[Exercise requirements]
List each row below that contains the word "bare", copying every such row in full.

Named-object pointing records

━━━

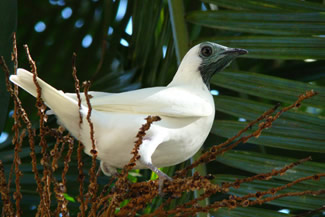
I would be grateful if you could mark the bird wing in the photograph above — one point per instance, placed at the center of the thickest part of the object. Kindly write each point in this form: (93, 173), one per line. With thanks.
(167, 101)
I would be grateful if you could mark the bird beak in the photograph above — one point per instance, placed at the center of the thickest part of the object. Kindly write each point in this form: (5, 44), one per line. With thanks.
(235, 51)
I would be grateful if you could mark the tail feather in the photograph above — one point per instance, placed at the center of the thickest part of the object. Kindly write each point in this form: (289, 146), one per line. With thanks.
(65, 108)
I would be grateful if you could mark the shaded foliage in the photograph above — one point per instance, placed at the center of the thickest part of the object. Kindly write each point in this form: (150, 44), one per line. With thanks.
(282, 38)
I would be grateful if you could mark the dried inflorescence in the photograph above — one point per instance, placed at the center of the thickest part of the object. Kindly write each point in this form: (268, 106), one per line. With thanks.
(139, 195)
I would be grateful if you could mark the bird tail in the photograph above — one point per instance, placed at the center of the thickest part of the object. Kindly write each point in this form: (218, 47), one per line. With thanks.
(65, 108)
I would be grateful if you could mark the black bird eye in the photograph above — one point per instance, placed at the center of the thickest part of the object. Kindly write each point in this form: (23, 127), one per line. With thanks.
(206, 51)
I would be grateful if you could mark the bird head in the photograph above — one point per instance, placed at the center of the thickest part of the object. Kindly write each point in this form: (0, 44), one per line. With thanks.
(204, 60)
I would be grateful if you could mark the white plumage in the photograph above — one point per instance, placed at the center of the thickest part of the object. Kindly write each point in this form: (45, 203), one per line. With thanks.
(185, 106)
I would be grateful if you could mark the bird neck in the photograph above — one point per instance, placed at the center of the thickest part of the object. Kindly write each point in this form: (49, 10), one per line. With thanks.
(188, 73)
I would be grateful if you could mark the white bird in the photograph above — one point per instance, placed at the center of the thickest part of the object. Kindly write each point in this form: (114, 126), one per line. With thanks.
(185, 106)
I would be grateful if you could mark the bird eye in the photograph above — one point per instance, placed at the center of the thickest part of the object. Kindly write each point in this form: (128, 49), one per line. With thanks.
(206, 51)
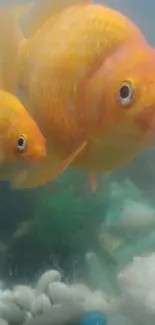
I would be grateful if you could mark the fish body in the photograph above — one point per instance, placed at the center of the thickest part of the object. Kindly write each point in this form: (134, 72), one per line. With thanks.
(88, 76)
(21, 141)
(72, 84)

━━━

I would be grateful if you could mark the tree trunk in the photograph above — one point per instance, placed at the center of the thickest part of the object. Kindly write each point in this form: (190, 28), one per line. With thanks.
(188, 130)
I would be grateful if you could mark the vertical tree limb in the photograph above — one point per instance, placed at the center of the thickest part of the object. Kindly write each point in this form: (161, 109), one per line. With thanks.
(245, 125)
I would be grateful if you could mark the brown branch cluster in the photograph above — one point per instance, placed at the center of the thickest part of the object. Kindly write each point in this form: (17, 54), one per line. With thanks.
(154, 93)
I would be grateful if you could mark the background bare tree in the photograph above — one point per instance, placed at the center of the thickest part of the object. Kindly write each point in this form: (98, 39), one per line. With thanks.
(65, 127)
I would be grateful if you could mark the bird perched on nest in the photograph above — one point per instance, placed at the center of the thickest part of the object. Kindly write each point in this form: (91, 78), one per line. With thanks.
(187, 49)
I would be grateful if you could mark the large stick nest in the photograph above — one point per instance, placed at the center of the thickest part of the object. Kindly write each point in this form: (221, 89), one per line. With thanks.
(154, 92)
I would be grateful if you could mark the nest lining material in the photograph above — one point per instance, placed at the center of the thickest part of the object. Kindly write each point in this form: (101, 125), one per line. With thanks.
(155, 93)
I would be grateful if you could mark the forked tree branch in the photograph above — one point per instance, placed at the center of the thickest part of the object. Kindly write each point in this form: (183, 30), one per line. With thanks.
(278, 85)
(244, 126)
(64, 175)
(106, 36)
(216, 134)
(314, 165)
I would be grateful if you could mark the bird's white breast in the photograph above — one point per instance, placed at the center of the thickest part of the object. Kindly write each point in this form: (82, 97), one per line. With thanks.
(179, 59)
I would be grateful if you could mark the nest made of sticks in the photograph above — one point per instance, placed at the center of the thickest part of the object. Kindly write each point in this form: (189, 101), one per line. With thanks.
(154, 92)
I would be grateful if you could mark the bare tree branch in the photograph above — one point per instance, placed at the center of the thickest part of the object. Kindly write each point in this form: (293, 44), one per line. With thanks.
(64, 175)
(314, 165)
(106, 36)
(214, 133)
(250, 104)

━━━

[Completed task]
I would be grateful if you could mark the background bare tree in the photograph above — one point per instance, placed at the center of the thickest part of the object. Kindly write each point in this form: (98, 39), one per line. With thanks.
I would be grateful if you could mark the bare tree branch in the photograph above — one point per instance, placed at the center of the thickest part of the object. Kindly write each point in this form: (293, 44), one per line. With thanks.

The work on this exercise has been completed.